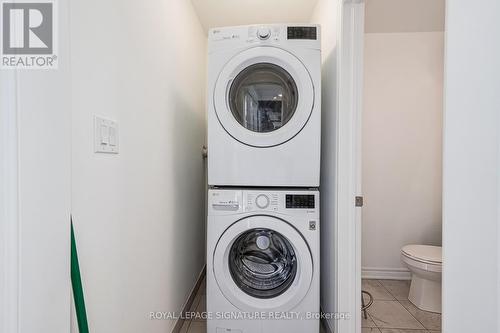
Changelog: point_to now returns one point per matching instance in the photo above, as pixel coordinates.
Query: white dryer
(263, 261)
(264, 106)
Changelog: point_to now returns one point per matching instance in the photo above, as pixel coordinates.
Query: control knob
(262, 201)
(264, 33)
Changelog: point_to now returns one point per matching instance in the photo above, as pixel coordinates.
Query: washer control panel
(237, 201)
(283, 201)
(261, 201)
(307, 36)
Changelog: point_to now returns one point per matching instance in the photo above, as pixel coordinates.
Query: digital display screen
(300, 201)
(302, 33)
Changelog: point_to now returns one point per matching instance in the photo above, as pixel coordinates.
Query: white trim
(9, 204)
(383, 273)
(350, 83)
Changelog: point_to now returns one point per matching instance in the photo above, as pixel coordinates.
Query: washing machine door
(264, 96)
(263, 263)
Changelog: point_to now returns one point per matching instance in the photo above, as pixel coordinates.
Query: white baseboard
(383, 273)
(187, 305)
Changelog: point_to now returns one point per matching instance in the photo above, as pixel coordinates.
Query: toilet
(425, 264)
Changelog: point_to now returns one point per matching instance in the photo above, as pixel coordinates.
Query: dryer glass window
(263, 263)
(263, 97)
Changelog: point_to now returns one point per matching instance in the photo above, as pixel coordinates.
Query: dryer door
(264, 96)
(263, 263)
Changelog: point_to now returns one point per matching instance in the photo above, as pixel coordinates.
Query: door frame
(9, 202)
(350, 42)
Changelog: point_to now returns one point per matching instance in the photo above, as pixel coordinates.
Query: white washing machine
(263, 261)
(264, 106)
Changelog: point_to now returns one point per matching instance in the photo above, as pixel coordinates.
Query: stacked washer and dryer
(263, 175)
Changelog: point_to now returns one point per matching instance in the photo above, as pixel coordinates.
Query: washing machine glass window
(262, 262)
(263, 97)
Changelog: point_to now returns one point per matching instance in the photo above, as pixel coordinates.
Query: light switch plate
(105, 135)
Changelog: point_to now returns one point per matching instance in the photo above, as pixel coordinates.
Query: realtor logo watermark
(29, 34)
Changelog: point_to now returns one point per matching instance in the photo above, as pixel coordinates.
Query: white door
(263, 263)
(264, 96)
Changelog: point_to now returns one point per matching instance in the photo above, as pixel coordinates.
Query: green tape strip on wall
(76, 282)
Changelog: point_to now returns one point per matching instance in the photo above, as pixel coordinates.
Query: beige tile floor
(391, 311)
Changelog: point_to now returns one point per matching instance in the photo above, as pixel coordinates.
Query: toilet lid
(427, 253)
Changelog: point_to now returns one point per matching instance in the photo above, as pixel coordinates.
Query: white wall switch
(105, 135)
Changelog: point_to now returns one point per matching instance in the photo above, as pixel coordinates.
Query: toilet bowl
(425, 265)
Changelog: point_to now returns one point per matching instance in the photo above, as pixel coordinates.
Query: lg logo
(28, 34)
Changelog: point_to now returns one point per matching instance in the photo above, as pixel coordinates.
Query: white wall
(139, 215)
(35, 195)
(402, 147)
(471, 201)
(326, 14)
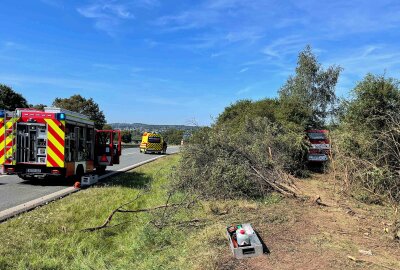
════════════════
→ **Brief**
What is needed is an exact copy of every entry, with the pictures removed.

→ **Written answer**
Changelog: point_to now returns one point per matching instance in the photo above, as pixel coordinates.
Query: white dryer
(263, 261)
(264, 106)
Changelog: point_to now returns one point per matching instance in the photo above, as pixel coordinates.
Query: control knob
(262, 201)
(264, 33)
Changelog: point_to now returns one point per matching instance in the photo above, as pixel coordinates.
Query: washer control panel
(237, 201)
(283, 201)
(261, 201)
(307, 36)
Changelog: point_to now returns one point per matching instance in the photo above, as pixel coordinates.
Query: digital display screen
(300, 201)
(302, 33)
Changelog: point_to now returns one point per matching instance in the photo above, as pixel coordinates.
Query: white trim
(9, 204)
(383, 273)
(350, 83)
Changelog: point_to now returns one point per matching instance in the photo above, as pixel coordinates.
Query: washing machine door
(264, 96)
(263, 263)
Changelog: point_to now returns one point per matching instance in the photo above, as pixel coordinates.
Query: white baseboard
(383, 273)
(187, 305)
Changelog: point_to now returns one point per matching instance in the photo above, as pixel coordinates.
Query: toilet
(425, 264)
Changelog: point_to now returns one point per matching instance in the photo above, as pixel coordinates.
Query: dryer glass window
(263, 263)
(263, 97)
Changelog: point_to now returns one point per matching instance in the photo above, as pixel coordinates.
Query: dryer door
(264, 96)
(263, 263)
Changelog: point_to now returns one point per matching instance in the photo above, as pixel coordinates.
Query: door frame
(9, 202)
(350, 42)
Changelog: point_to now returns one point per matching instance in the photo above, as pixel coordinates.
Query: white washing machine
(263, 261)
(264, 106)
Changelog: point_to now returns one point per matching instance in the photo above, as pixel coordinates.
Query: stacked washer and dryer
(263, 175)
Changelog: point_to now returns one point per matching instance in the photo above, as pixel coordinates.
Query: washing machine glass window
(262, 262)
(263, 97)
Changelog: point_to now returns one point per matching instance in the photo above, as pixel coordinates.
Query: light switch plate
(105, 135)
Changelog: point_to now returns one point per matching instance in the photo above, as pixel coordinates.
Query: realtor logo watermark
(29, 34)
Changelog: point_to now returns one point per matching instance in the photo above, as pixel coordinates.
Query: white door
(263, 263)
(264, 96)
Changelog: point_to now returns one point per matching instance in the photo above, as pixel coordinates.
Query: green tape strip on wall
(76, 282)
Changelog: point_to now returns one point per matching instance in the photo above, as pixel coordinates.
Query: beige tile floor
(391, 311)
Changelog: point_to now returns one point per matching instance in the photo above, as pixel coordinates.
Query: toilet lid
(427, 253)
Changelog: point_to now returns one point per matching instance in the photo above, as pixel coordinates.
Query: white wall switch
(105, 135)
Changelog: point_to now returns one point per matching instance in the photo above, as pixel coordinates.
Query: toilet bowl
(425, 265)
Changelog: point_to now returns one point per matching instance in the photo above, as pixel coordinates.
Query: lg logo
(28, 34)
Changelog: point_to now returns one point per matching instance in the photo above, as pixel coordinates.
Query: white wall
(139, 215)
(35, 195)
(402, 147)
(471, 201)
(326, 14)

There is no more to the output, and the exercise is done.